* Page
▬▬▬▬▬▬

Embracing Your Death

By: Iliana Pichardo Urrutia

Iliana Pichardo Urrutia’s poetry collection, All That Was Future, is an ethereal embrace with the dead. The book is written in English though a Spanish translation accompanies each piece on the left side. Whether you’re familiar with Dia de Muertos and its traditions, these poems offer a recipe for erecting an altar within a heart.

I sat down with the author and documentary filmmaker to hash out her encounters with death.   

 

Juania

The speaker in All That Was Future is constantly weaving this thread between life, this realm, and something else, death, a “vortex.” I was struck by the opening sentence in “8: Damages to the Nation” “Sometimes, you land in hell by car…” Do you experience this jostle between the mundane and this other unseen place in your waking life? How or when did this kind of sewing surface in the book?

 

Iliana

The idea for this book came to me many years ago while traveling through the southern part of the continent. In the distance and solitude, I began to trace the turning points of my life: moments when I experienced metaphorical deaths. They might have been simple things, moments that dissolved into time, yet they left a mark on my body and on my understanding that from that moment on, something new was being born.

So I began writing poems to those deaths of mine; this idea has been present since the book’s conception. I have always been fascinated by the idea of death. As a child, I felt an absolute terror of total dissolution. Now I’m amazed at how, in our daily lives, we forget that everything is dying a little each day, even the things we try to freeze in time, even memory, even archives, everything deteriorates.

I think I try to remain aware of this—or to remind myself of it—not in a pessimistic way, but in an effort to find, within this certainty, a sense of wonder at what is greater than my own personal story. When I am no longer here, the world will keep rolling beneath my children’s feet.

 

Juania

Altares hold material things, and there’s certainly a focus on some of those in these poems. Even so, there was this sensation I kept having while reading your book…this shrinking, a being whittled down to inanimate things we form attachments to, but I also felt this freedom, a reemergence when there’d be these moments of transcending our vessels–the body! I witnessed this link, these sacred connections to nature (e.g. lungs to blue wings, a girl’s body to a chrysalis)–but only in likeness, en algo mas. There’s a poem in particular that stands out in which the speaker finds her grandmother’s empty house and accepts her permanent absence, realizing what does remain: “only the foam / of her name / on the coasts / of your body.” Do you believe our body carries this beyondness while we’re still living, or does nature hold it and we sometimes catch a glimpse of it?

▬▬▬▬▬▬

* Data supplied
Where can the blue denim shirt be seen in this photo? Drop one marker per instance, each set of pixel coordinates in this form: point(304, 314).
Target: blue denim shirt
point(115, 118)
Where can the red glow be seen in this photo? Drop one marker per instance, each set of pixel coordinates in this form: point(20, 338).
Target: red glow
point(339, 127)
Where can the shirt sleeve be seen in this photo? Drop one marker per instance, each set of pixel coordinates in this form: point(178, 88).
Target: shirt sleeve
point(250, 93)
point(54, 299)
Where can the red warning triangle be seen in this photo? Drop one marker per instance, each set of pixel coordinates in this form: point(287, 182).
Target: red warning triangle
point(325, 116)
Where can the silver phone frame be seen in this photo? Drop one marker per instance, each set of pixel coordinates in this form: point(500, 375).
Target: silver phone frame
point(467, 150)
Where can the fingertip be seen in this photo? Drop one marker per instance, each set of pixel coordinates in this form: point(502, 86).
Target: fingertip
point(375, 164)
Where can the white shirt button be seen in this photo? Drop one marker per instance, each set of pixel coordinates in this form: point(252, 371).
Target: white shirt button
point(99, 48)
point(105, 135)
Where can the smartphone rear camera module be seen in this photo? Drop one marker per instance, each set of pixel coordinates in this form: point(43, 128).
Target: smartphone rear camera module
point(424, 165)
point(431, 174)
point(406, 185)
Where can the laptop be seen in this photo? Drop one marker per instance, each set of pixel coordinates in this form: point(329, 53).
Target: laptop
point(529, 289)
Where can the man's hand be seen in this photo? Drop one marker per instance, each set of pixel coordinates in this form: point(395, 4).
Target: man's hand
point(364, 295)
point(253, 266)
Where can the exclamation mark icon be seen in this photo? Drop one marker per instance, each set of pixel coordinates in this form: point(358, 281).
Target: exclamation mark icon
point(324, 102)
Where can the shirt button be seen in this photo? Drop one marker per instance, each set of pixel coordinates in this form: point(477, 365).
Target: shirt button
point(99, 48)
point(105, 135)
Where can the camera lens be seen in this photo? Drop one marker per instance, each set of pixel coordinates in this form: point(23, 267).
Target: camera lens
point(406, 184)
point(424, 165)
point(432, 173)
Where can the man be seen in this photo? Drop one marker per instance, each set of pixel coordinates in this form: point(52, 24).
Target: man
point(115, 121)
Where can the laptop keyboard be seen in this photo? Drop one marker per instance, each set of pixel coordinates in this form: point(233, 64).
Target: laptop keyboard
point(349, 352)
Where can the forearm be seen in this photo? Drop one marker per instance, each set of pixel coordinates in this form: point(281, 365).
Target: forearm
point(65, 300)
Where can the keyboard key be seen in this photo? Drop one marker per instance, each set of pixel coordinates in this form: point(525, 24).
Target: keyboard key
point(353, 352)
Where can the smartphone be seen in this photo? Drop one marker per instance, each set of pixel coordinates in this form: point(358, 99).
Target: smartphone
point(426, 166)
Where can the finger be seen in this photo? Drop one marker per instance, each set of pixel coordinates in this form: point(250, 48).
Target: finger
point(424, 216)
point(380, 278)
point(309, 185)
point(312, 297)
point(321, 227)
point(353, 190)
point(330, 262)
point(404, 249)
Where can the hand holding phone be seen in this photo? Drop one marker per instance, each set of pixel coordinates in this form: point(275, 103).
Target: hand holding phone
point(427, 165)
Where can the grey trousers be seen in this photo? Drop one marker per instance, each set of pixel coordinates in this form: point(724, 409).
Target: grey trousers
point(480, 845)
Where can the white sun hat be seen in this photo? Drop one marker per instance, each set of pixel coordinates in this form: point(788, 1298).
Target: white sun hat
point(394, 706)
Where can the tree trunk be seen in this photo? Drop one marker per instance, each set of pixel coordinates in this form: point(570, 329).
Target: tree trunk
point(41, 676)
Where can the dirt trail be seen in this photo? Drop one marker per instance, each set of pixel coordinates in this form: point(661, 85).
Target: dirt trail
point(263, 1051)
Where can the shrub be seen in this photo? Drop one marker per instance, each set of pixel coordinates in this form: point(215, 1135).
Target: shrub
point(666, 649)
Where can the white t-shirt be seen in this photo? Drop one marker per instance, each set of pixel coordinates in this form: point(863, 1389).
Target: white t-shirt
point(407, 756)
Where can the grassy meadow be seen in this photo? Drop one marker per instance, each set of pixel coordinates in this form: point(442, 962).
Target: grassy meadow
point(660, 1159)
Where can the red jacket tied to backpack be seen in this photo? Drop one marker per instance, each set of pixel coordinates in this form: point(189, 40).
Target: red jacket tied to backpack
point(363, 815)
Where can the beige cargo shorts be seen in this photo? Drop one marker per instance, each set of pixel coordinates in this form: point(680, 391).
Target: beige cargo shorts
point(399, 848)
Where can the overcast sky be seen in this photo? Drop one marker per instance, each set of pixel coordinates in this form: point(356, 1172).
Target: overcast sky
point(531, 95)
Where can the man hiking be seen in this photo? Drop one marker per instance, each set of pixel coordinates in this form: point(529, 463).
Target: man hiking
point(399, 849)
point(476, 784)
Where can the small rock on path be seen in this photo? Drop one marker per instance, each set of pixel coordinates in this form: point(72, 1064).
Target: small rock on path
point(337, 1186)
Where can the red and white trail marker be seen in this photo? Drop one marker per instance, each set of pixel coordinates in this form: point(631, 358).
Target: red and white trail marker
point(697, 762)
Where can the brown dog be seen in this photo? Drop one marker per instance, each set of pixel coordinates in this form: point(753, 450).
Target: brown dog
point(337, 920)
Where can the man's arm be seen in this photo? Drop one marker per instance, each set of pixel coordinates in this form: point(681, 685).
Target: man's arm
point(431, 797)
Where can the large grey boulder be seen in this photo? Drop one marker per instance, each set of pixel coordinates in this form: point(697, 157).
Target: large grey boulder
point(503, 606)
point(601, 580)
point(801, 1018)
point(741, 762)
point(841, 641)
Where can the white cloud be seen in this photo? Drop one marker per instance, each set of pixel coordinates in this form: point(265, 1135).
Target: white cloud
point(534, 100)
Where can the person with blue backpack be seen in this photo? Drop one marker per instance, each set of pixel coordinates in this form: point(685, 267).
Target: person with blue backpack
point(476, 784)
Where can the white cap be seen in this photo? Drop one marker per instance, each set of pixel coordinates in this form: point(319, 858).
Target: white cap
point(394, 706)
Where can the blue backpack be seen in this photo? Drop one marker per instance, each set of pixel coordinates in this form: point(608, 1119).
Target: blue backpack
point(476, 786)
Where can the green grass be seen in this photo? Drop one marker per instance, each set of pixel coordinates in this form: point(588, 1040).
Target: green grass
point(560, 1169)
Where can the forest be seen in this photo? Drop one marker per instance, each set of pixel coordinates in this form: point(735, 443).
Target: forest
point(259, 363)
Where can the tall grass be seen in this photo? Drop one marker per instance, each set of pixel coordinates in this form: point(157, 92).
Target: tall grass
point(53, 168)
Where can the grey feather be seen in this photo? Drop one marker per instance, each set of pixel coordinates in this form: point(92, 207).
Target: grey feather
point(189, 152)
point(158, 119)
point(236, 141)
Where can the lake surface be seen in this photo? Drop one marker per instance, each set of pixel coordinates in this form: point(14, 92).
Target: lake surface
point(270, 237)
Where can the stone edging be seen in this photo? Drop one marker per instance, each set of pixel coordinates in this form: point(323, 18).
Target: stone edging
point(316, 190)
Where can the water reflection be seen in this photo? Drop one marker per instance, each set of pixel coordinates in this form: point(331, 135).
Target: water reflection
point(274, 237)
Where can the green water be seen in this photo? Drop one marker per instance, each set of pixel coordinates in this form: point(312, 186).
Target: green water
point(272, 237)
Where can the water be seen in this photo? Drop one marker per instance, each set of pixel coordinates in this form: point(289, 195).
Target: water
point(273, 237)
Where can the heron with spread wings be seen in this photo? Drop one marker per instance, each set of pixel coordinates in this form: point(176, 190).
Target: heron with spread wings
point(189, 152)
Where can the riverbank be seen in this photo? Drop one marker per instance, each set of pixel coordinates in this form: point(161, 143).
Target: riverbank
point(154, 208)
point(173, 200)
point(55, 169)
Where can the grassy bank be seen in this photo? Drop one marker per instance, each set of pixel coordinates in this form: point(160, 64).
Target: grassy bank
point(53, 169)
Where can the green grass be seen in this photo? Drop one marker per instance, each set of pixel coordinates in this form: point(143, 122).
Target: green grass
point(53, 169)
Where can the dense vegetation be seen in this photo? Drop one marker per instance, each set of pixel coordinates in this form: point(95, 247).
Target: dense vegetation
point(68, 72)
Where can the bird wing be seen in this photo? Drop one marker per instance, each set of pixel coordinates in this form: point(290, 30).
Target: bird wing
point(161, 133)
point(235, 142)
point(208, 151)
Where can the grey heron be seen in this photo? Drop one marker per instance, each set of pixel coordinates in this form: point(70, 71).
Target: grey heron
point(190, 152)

▬▬▬▬▬▬

* Exercise 1
According to the interview, what accompanies each English poem in All That Was Future?
* Exercise 2
Retype the interview from "Embracing Your Death" up to and including "within a heart.".

* Exercise answer 1
A Spanish translation, on the left side.

* Exercise answer 2
Embracing Your Death

By: Iliana Pichardo Urrutia

Iliana Pichardo Urrutia’s poetry collection, All That Was Future, is an ethereal embrace with the dead. The book is written in English though a Spanish translation accompanies each piece on the left side. Whether you’re familiar with Dia de Muertos and its traditions, these poems offer a recipe for erecting an altar within a heart.